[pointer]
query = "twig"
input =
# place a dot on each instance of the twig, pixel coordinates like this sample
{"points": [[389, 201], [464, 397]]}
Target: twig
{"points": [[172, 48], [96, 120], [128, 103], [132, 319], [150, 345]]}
++++++++
[What this task involves] Format the material above as a JSON array of strings, one string per line, omitting blank lines.

[Output]
[
  "[pointer]",
  "query = \"twig\"",
  "input =",
  "# place a dot on each instance of the twig, pixel coordinates like this sample",
  "{\"points\": [[389, 201], [464, 397]]}",
  "Target: twig",
  "{\"points\": [[172, 48], [96, 120], [128, 103], [132, 319], [150, 345]]}"
]